## Task details
Transcribe every record verbatim.

## Listed records
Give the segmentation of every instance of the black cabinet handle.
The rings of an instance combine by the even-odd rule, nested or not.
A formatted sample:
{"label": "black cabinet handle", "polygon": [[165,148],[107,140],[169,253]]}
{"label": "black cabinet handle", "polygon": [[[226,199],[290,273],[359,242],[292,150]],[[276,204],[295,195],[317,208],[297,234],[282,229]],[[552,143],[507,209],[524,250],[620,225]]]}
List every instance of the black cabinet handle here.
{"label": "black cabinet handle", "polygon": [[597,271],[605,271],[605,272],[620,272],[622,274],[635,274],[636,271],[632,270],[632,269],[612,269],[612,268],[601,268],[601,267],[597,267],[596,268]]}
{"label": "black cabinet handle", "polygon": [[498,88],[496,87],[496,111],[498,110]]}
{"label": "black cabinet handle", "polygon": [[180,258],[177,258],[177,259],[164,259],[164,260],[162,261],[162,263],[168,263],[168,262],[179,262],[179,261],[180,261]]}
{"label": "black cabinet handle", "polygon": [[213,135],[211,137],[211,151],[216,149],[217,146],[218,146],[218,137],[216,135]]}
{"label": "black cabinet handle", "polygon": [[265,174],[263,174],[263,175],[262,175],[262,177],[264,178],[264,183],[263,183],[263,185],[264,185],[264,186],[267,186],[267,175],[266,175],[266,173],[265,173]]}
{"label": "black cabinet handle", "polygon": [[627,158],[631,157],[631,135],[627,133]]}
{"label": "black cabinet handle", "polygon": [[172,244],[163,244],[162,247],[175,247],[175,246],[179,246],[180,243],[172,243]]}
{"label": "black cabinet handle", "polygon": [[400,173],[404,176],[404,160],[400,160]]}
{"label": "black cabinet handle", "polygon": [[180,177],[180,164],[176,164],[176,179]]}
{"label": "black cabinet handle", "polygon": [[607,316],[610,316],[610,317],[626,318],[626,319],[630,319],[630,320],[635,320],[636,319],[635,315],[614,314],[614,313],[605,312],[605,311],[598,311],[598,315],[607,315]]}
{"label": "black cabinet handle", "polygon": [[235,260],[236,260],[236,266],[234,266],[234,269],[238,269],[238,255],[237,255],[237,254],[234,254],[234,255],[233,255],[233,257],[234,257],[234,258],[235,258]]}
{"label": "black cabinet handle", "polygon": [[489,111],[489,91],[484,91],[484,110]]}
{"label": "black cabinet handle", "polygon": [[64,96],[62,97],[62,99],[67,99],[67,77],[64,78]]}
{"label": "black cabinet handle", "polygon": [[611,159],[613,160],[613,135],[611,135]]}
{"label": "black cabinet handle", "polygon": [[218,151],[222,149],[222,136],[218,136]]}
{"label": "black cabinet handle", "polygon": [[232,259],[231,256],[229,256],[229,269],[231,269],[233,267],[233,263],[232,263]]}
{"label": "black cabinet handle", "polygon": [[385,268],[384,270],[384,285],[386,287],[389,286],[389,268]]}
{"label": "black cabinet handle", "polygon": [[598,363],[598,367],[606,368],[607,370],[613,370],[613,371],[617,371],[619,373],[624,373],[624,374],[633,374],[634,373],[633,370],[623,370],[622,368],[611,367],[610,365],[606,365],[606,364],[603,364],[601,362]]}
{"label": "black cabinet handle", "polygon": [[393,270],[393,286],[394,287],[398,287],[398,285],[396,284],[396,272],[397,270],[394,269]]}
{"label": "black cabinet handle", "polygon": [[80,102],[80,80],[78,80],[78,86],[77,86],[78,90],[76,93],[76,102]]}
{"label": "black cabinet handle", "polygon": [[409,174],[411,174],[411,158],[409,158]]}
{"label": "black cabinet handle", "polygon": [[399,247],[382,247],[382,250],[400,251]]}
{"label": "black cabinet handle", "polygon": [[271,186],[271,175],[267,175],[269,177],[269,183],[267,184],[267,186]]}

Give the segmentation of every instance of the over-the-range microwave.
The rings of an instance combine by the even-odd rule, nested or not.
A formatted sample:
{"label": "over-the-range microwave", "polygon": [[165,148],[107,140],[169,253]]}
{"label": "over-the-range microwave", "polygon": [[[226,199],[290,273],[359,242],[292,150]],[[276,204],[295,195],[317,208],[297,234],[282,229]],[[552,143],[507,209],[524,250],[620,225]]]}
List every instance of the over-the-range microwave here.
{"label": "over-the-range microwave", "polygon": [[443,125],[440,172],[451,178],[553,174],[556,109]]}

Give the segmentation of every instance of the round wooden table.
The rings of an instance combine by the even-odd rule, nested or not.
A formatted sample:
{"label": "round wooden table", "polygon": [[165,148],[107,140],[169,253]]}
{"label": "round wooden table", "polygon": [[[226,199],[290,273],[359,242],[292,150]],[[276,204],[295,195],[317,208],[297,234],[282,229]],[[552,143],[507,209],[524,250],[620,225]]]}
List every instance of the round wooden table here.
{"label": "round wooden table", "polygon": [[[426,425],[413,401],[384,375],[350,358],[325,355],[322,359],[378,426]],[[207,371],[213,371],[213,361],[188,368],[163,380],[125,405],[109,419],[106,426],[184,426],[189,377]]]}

## Task response
Give the segmentation of every instance of the black cabinet handle.
The rings of an instance combine by the even-odd rule, nested or not.
A formatted sample:
{"label": "black cabinet handle", "polygon": [[165,148],[107,140],[169,253]]}
{"label": "black cabinet handle", "polygon": [[[226,199],[290,273],[359,242],[292,150]],[[276,204],[295,195],[317,208],[297,234],[282,229]],[[552,143],[507,209],[524,250],[620,225]]]}
List every instance of the black cabinet handle here.
{"label": "black cabinet handle", "polygon": [[597,271],[605,271],[605,272],[620,272],[622,274],[635,274],[636,271],[632,270],[632,269],[612,269],[612,268],[601,268],[601,267],[597,267],[596,268]]}
{"label": "black cabinet handle", "polygon": [[498,88],[496,87],[496,111],[498,110]]}
{"label": "black cabinet handle", "polygon": [[180,258],[177,258],[177,259],[164,259],[164,260],[162,261],[162,263],[168,263],[168,262],[179,262],[179,261],[180,261]]}
{"label": "black cabinet handle", "polygon": [[213,135],[211,137],[211,151],[216,149],[217,146],[218,146],[218,137],[216,135]]}
{"label": "black cabinet handle", "polygon": [[265,174],[263,174],[263,175],[262,175],[262,177],[264,178],[264,183],[263,183],[263,185],[264,185],[264,186],[267,186],[267,175],[266,175],[266,173],[265,173]]}
{"label": "black cabinet handle", "polygon": [[627,158],[631,157],[631,135],[627,133]]}
{"label": "black cabinet handle", "polygon": [[172,244],[163,244],[162,247],[175,247],[175,246],[179,246],[180,243],[172,243]]}
{"label": "black cabinet handle", "polygon": [[400,173],[404,176],[404,160],[400,160]]}
{"label": "black cabinet handle", "polygon": [[180,177],[180,164],[176,164],[176,179]]}
{"label": "black cabinet handle", "polygon": [[607,316],[610,316],[610,317],[626,318],[626,319],[630,319],[630,320],[635,320],[636,319],[635,315],[614,314],[614,313],[605,312],[605,311],[598,311],[598,315],[607,315]]}
{"label": "black cabinet handle", "polygon": [[235,260],[236,260],[236,266],[234,266],[234,269],[238,269],[238,255],[237,255],[237,254],[234,254],[234,255],[233,255],[233,257],[234,257],[234,258],[235,258]]}
{"label": "black cabinet handle", "polygon": [[489,111],[489,91],[484,91],[484,110]]}
{"label": "black cabinet handle", "polygon": [[64,96],[62,97],[62,99],[67,99],[67,77],[64,78]]}
{"label": "black cabinet handle", "polygon": [[611,159],[613,160],[613,135],[611,135]]}
{"label": "black cabinet handle", "polygon": [[218,151],[222,149],[222,136],[218,136]]}
{"label": "black cabinet handle", "polygon": [[232,259],[231,256],[229,256],[229,269],[231,269],[233,267],[233,263],[232,263]]}
{"label": "black cabinet handle", "polygon": [[385,268],[384,270],[384,285],[386,287],[389,286],[389,268]]}
{"label": "black cabinet handle", "polygon": [[598,363],[598,367],[606,368],[607,370],[613,370],[613,371],[617,371],[619,373],[624,373],[624,374],[633,374],[634,373],[633,370],[623,370],[622,368],[611,367],[610,365],[606,365],[606,364],[603,364],[601,362]]}
{"label": "black cabinet handle", "polygon": [[393,270],[393,286],[394,287],[398,287],[398,285],[396,284],[396,272],[397,270],[394,269]]}
{"label": "black cabinet handle", "polygon": [[80,102],[80,80],[78,80],[78,86],[77,86],[78,90],[76,93],[76,102]]}
{"label": "black cabinet handle", "polygon": [[409,174],[411,174],[411,158],[409,158]]}
{"label": "black cabinet handle", "polygon": [[399,247],[382,247],[382,250],[400,251]]}
{"label": "black cabinet handle", "polygon": [[271,186],[271,175],[267,175],[269,177],[269,183],[267,184],[267,186]]}

Give the segmentation of every instance of the over-the-range microwave.
The rings of an instance combine by the even-odd rule, nested or not.
A formatted sample:
{"label": "over-the-range microwave", "polygon": [[165,148],[107,140],[169,253]]}
{"label": "over-the-range microwave", "polygon": [[[226,199],[290,273],[359,242],[292,150]],[[276,204],[295,195],[317,208],[297,234],[282,229]],[[552,143],[507,209],[524,250],[620,225]]]}
List every instance of the over-the-range microwave here.
{"label": "over-the-range microwave", "polygon": [[443,125],[440,172],[451,178],[553,174],[556,109]]}

Give the segmentation of every instance of the round wooden table.
The rings of an instance combine by the even-odd rule, nested or not.
A formatted sample:
{"label": "round wooden table", "polygon": [[165,148],[107,140],[169,253]]}
{"label": "round wooden table", "polygon": [[[226,199],[290,273],[359,242],[292,150]],[[276,204],[295,195],[317,208],[297,234],[282,229]],[[552,143],[507,209],[524,250],[620,225]]]}
List every instance of the round wooden table here.
{"label": "round wooden table", "polygon": [[[426,425],[413,401],[384,375],[350,358],[325,355],[322,359],[378,426]],[[207,371],[213,371],[213,361],[188,368],[163,380],[125,405],[109,419],[106,426],[184,426],[189,377]]]}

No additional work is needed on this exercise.